→ Exercise description
Reproduce the listing below from the line with "instance, sample <point>554,517</point>." up to and including the line with "<point>80,155</point>". Leave the pictures out of your copy.

──────── Dataset content ────────

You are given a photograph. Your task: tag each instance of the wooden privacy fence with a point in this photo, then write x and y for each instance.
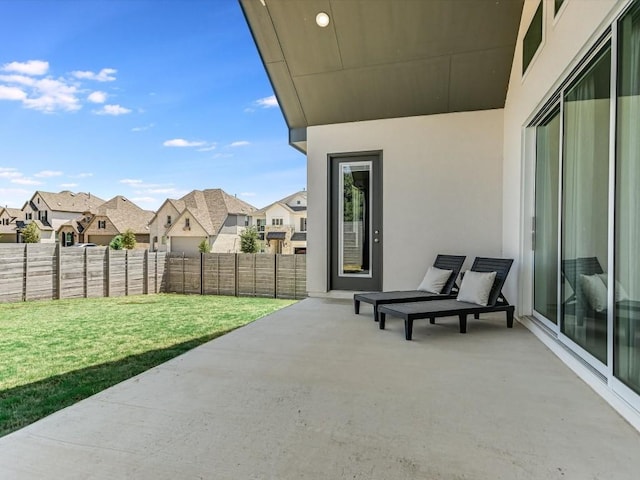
(48, 272)
(238, 274)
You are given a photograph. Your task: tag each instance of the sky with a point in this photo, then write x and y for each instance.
(149, 99)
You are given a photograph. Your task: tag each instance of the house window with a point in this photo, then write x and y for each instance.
(532, 39)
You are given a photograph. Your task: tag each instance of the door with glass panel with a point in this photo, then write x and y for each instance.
(545, 221)
(626, 339)
(356, 223)
(585, 207)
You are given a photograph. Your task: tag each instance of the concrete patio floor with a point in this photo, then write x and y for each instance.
(317, 392)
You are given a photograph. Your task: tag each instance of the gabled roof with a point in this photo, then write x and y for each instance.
(211, 207)
(67, 201)
(124, 214)
(285, 204)
(383, 58)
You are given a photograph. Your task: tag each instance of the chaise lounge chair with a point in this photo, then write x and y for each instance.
(442, 262)
(477, 295)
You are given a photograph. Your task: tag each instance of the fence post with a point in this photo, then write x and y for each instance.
(25, 273)
(145, 272)
(201, 273)
(107, 271)
(275, 275)
(58, 254)
(85, 274)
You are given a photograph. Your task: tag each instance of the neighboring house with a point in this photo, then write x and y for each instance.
(115, 217)
(212, 215)
(448, 127)
(49, 211)
(283, 224)
(8, 225)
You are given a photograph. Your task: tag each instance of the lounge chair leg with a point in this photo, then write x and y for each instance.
(510, 318)
(463, 323)
(408, 329)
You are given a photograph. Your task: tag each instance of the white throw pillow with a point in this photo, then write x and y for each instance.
(435, 279)
(595, 291)
(621, 293)
(476, 287)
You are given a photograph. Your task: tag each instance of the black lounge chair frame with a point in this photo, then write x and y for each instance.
(450, 290)
(451, 307)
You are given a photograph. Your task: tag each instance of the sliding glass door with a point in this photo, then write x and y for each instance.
(545, 263)
(627, 219)
(585, 204)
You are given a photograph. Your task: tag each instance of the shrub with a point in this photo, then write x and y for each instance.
(117, 243)
(129, 239)
(249, 240)
(31, 234)
(204, 246)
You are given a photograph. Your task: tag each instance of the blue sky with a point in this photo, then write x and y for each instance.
(146, 99)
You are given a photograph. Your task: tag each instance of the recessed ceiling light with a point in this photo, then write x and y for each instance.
(322, 19)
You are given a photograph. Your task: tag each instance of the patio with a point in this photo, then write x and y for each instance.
(315, 391)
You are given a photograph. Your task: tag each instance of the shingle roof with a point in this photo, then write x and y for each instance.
(125, 214)
(67, 201)
(285, 203)
(211, 207)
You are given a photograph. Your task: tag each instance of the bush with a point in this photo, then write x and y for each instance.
(249, 240)
(31, 234)
(117, 243)
(204, 246)
(129, 239)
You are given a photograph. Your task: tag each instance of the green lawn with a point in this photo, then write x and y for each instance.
(53, 354)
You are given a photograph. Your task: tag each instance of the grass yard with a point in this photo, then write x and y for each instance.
(53, 354)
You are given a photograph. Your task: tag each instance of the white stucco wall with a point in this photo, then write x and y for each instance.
(566, 39)
(442, 190)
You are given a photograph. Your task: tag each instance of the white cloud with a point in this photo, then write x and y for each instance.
(181, 142)
(12, 93)
(104, 75)
(9, 173)
(97, 97)
(131, 181)
(208, 149)
(114, 110)
(32, 67)
(267, 102)
(25, 181)
(48, 173)
(143, 128)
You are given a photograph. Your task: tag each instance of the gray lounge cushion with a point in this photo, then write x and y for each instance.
(476, 287)
(434, 280)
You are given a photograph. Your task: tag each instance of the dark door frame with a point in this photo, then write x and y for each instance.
(375, 282)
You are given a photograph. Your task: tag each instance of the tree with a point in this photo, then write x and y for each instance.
(31, 234)
(117, 243)
(204, 246)
(129, 239)
(249, 240)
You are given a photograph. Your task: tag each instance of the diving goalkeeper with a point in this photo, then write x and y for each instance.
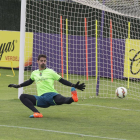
(47, 95)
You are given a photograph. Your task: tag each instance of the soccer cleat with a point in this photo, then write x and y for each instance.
(74, 94)
(36, 115)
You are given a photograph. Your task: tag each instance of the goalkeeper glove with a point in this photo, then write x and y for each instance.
(80, 86)
(13, 85)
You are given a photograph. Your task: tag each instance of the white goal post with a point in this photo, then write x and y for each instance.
(92, 41)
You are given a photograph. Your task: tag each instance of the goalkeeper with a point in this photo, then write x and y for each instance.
(47, 95)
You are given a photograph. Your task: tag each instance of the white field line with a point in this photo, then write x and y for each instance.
(61, 132)
(107, 107)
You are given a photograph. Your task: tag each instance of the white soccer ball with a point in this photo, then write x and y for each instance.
(121, 92)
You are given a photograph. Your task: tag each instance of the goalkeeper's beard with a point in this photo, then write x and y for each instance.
(43, 66)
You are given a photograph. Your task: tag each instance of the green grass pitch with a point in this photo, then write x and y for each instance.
(89, 119)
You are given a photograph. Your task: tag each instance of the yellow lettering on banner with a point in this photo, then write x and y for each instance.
(134, 58)
(10, 46)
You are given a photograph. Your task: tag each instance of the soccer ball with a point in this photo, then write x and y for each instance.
(121, 92)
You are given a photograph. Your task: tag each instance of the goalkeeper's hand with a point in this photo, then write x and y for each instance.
(13, 85)
(80, 86)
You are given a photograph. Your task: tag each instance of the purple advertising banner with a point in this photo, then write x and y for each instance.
(50, 45)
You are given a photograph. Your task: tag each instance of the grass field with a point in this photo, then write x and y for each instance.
(89, 119)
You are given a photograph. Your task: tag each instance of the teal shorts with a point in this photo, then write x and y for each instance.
(45, 100)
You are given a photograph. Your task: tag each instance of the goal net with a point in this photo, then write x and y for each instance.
(92, 41)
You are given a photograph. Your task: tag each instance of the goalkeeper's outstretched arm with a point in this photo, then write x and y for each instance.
(24, 84)
(77, 85)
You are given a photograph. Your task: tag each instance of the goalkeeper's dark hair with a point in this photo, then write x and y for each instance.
(41, 55)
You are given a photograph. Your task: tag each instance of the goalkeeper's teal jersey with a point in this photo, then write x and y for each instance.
(45, 80)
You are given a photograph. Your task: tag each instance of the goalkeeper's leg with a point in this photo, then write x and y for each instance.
(29, 101)
(59, 99)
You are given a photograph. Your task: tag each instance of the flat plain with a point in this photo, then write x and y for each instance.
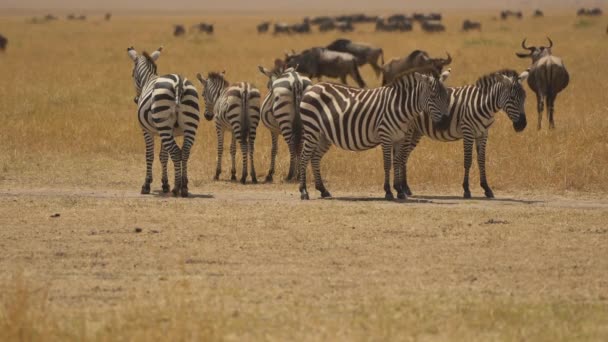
(84, 256)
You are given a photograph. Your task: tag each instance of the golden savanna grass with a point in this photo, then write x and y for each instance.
(253, 262)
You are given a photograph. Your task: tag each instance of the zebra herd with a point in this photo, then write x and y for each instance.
(312, 117)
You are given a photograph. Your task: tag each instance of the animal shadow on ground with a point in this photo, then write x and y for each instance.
(158, 193)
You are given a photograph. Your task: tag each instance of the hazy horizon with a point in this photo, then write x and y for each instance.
(350, 6)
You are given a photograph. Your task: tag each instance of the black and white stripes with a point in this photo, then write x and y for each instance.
(235, 108)
(168, 107)
(360, 119)
(472, 112)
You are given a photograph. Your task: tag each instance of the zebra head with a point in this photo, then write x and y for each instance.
(536, 52)
(434, 98)
(514, 98)
(212, 88)
(144, 66)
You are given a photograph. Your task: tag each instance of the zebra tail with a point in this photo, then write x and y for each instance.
(245, 117)
(296, 125)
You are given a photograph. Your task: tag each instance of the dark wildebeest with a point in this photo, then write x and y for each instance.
(179, 30)
(204, 28)
(318, 61)
(364, 53)
(263, 27)
(548, 76)
(3, 43)
(281, 28)
(416, 59)
(468, 25)
(432, 26)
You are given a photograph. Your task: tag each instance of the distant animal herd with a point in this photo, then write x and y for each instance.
(411, 103)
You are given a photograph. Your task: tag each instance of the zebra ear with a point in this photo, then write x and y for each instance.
(200, 78)
(132, 53)
(523, 76)
(156, 53)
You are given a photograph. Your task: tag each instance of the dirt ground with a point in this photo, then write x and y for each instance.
(352, 267)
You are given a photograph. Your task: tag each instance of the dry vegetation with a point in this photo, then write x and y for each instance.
(252, 262)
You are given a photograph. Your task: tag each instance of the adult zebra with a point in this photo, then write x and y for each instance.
(472, 112)
(236, 108)
(281, 112)
(361, 119)
(166, 106)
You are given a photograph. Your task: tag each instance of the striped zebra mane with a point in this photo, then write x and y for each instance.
(491, 78)
(149, 60)
(425, 70)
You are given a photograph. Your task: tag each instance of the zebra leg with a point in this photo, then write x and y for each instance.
(220, 150)
(480, 144)
(550, 106)
(468, 156)
(188, 142)
(316, 168)
(387, 149)
(233, 158)
(149, 139)
(539, 105)
(164, 160)
(254, 178)
(273, 155)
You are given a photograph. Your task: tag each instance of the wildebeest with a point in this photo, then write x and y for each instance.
(3, 43)
(263, 27)
(432, 26)
(281, 28)
(548, 76)
(318, 61)
(468, 25)
(204, 27)
(402, 26)
(416, 59)
(364, 53)
(179, 30)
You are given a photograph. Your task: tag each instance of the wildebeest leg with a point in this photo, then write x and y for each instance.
(480, 144)
(273, 155)
(316, 167)
(468, 157)
(550, 108)
(539, 104)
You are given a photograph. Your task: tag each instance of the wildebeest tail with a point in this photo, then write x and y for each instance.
(245, 116)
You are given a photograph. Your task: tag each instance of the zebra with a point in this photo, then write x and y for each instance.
(281, 112)
(472, 112)
(235, 108)
(361, 119)
(167, 106)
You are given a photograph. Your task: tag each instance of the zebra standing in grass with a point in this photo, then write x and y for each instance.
(361, 119)
(281, 112)
(472, 112)
(236, 108)
(168, 107)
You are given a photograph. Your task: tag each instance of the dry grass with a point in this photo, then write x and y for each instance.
(255, 262)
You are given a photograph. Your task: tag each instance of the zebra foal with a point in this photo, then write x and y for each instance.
(361, 119)
(472, 113)
(281, 112)
(167, 106)
(235, 108)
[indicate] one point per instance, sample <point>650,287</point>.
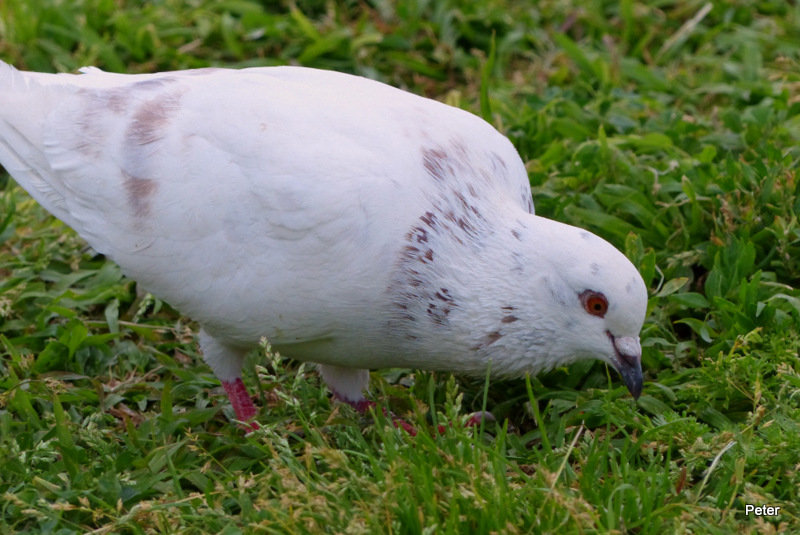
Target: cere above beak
<point>628,363</point>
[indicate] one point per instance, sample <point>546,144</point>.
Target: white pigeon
<point>352,224</point>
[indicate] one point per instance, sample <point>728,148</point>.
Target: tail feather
<point>23,109</point>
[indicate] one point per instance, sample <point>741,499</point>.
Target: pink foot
<point>240,399</point>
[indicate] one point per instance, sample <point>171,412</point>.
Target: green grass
<point>670,128</point>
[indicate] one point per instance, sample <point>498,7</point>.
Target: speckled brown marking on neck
<point>151,118</point>
<point>139,192</point>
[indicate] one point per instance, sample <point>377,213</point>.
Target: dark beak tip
<point>632,376</point>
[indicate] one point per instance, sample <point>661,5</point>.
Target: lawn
<point>672,129</point>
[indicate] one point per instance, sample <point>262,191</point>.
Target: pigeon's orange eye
<point>594,303</point>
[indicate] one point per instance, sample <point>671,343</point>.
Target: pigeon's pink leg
<point>240,399</point>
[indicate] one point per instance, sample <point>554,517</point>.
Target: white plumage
<point>351,223</point>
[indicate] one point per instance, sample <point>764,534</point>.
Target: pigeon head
<point>590,299</point>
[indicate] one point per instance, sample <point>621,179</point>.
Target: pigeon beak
<point>628,362</point>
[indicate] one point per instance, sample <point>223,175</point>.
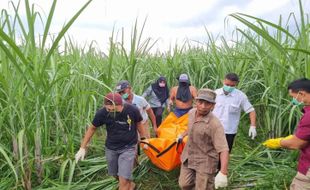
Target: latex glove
<point>275,143</point>
<point>252,132</point>
<point>179,139</point>
<point>220,180</point>
<point>80,155</point>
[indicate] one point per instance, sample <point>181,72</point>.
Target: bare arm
<point>224,157</point>
<point>88,135</point>
<point>252,115</point>
<point>293,143</point>
<point>141,129</point>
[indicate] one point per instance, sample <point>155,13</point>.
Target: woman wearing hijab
<point>182,95</point>
<point>157,95</point>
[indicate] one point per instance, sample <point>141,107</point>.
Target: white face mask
<point>162,84</point>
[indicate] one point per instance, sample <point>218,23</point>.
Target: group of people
<point>213,123</point>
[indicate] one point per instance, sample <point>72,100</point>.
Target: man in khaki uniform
<point>205,146</point>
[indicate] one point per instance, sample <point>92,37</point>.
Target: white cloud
<point>168,20</point>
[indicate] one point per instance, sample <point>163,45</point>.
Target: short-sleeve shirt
<point>303,132</point>
<point>121,127</point>
<point>142,105</point>
<point>206,139</point>
<point>153,100</point>
<point>228,108</point>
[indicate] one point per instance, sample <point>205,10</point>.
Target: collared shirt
<point>228,108</point>
<point>142,105</point>
<point>303,132</point>
<point>206,139</point>
<point>121,128</point>
<point>153,100</point>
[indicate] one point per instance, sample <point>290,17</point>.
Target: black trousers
<point>230,141</point>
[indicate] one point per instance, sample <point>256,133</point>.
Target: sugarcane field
<point>222,101</point>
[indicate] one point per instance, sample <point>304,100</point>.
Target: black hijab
<point>184,93</point>
<point>162,93</point>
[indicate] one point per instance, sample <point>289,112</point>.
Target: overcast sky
<point>169,21</point>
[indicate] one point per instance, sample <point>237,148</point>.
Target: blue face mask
<point>228,89</point>
<point>125,96</point>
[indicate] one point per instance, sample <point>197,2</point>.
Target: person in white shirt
<point>229,103</point>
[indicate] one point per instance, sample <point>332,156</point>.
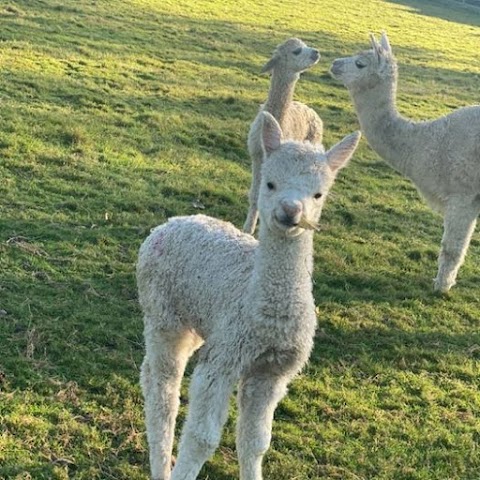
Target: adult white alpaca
<point>298,122</point>
<point>202,280</point>
<point>441,157</point>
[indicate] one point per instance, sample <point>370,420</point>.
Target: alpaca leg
<point>209,393</point>
<point>258,396</point>
<point>459,224</point>
<point>166,356</point>
<point>252,216</point>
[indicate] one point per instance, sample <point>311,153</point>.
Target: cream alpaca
<point>202,280</point>
<point>441,157</point>
<point>298,122</point>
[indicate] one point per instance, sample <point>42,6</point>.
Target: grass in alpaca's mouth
<point>108,129</point>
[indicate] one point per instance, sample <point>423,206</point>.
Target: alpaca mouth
<point>285,223</point>
<point>336,70</point>
<point>315,56</point>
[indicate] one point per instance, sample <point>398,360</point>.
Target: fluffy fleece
<point>441,157</point>
<point>250,302</point>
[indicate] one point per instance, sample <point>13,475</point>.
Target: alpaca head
<point>292,57</point>
<point>296,178</point>
<point>368,68</point>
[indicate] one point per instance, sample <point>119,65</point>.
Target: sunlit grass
<point>118,115</point>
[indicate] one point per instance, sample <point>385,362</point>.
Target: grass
<point>117,115</point>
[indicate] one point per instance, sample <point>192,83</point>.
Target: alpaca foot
<point>442,286</point>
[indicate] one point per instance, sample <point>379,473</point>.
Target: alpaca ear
<point>269,65</point>
<point>385,44</point>
<point>339,155</point>
<point>271,133</point>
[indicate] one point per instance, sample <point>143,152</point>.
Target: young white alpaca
<point>202,280</point>
<point>441,157</point>
<point>298,122</point>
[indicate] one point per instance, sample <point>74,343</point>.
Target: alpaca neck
<point>280,95</point>
<point>387,132</point>
<point>283,270</point>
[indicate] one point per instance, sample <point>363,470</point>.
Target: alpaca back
<point>199,265</point>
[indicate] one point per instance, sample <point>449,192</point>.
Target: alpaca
<point>298,122</point>
<point>250,302</point>
<point>441,157</point>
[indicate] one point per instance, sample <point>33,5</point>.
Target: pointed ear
<point>385,44</point>
<point>271,134</point>
<point>269,65</point>
<point>339,155</point>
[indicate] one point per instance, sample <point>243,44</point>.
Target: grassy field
<point>118,114</point>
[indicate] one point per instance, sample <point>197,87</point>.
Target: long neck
<point>280,95</point>
<point>387,132</point>
<point>283,269</point>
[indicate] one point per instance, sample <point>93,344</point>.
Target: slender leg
<point>166,356</point>
<point>210,390</point>
<point>258,396</point>
<point>459,223</point>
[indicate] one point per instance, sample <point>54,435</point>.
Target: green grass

────────

→ Task answer
[indicate] one point per instance, sample <point>554,517</point>.
Target: white plumage
<point>351,223</point>
[indicate] one point per instance, sample <point>764,534</point>.
Target: pigeon head
<point>590,299</point>
[indicate] one point per instance, sample <point>621,179</point>.
Target: pigeon beak
<point>628,362</point>
[indicate] one point per instance, sample <point>223,175</point>.
Target: latex glove
<point>275,143</point>
<point>252,132</point>
<point>179,139</point>
<point>220,180</point>
<point>80,155</point>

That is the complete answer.